» SOURCE PASSAGE:

──────────

Monday, August 22, 2011

Life Links 8/22/11

Thomas Stevens is hoping the Kentucky Supreme Court will hear his case and award damages for the death of his unborn grandson.
Fourteen weeks pregnant, Desiree Amber Stevens was heading east on Ky. 52 in Estill County on Aug. 16, 2008, when another driver tried to cross the highway in front of her, causing a horrific crash that killed Stevens and her unborn child.

The other driver, Gina Flynn, and Stevens' insurance carrier, Progressive Direct, settled a wrongful death suit for an undisclosed amount that was filed by Thomas A. Stevens on his 24-year-old daughter's behalf.

But Flynn and Progressive refused to pay a penny for the wrongful death of Stevens' unborn grandson — and Circuit Judge Thomas Jones said they didn't have to.

The Joplin Globe has the story of a pregnant mother who, along with her unborn child, survived the tornado that hit Joplin.
As daylight peeked through the twisted remains of the store, Morris could see that Rodgers was bearing the brunt of the pressure.

She had learned about six weeks earlier that she was pregnant.

When he saw her awkward position under the weight of the collapsed store walls, "I was thinking about the baby but I wasn't going to say that to her," Morris said. "I wanted her thinking of her life."
........
Martin said it was a difficult rescue because the jack used to lift the rubble, called a portable ram, was nearly overburdened. Every step the firefighters took in the debris pushed harder on Rodgers.

"I would say she had well over a ton on her back," Martin said. "Our machines almost wouldn't lift it." The jack stalled once, straining against the weight, and then moved again.......

During her tests, an ultrasound was done and the technologist asked her father, "How would you like to be a Granddad?"

The baby was alive.

The New York Times covers the early testing to determine a fetus's sex.

──────────

» DATASET ENTRIES:

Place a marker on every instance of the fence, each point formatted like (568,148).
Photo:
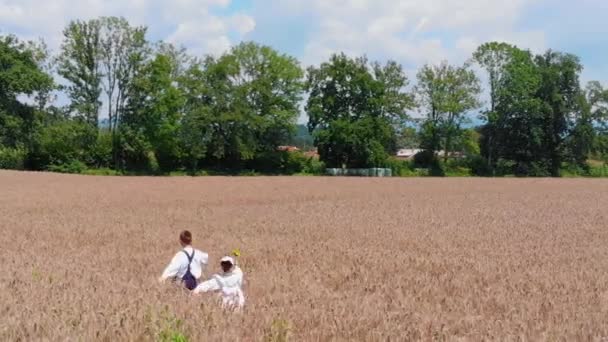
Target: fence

──────────

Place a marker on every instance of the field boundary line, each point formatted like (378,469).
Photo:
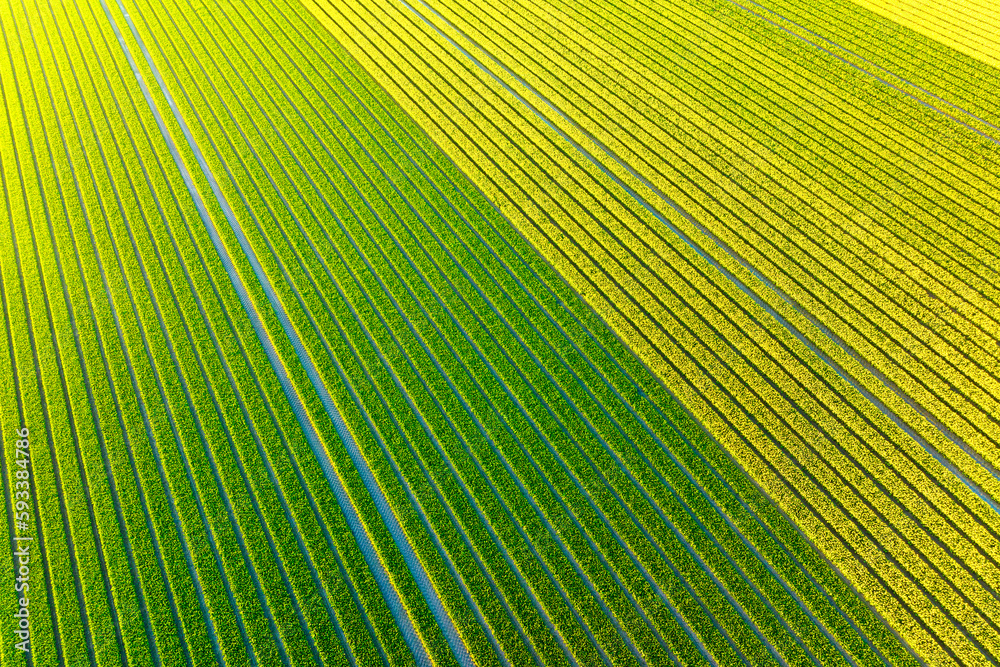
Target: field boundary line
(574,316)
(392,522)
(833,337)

──────────

» WHAT IS BEING ASKED:
Resume the Life Links post of August 22, 2011, on news about unborn children, picking up right after its closing line about The New York Times.

» EXERCISE RESPONSE:
"I think over the long run this has the potential of changing attitudes toward pregnancy and to family," said Audrey R. Chapman, a bioethicist at the University of Connecticut Health Center. "Women may be less invested in their pregnancies earlier than they are later, and the question has been raised whether women will look at their pregnancies increasingly as being conditional: ‘I will keep this pregnancy only if.' "

Fetal sex tests have a few medical applications, allowing couples with histories of rare sex-linked disorders to avoid costly and invasive genetic testing if they learn they are expecting the other sex. But for most couples, the tests, which are unregulated, simply answer the boy-or-girl question weeks earlier than ultrasound, and in a less invasive and safer way than amniocentesis.

Margaret Somerville comments on "deselecting our children."
Here's a recent Danish headline: "Plans to make Denmark a Down syndrome-free perfect society." The Danes want to promote aborting fetuses with Down syndrome, so their society will be free of such people around 2030. One bioethicist describes it as a "fantastic achievement."

At least the Danes are raising this issue. In North America, it's estimated that more than 90 per cent of unborn babies with Down syndrome are aborted.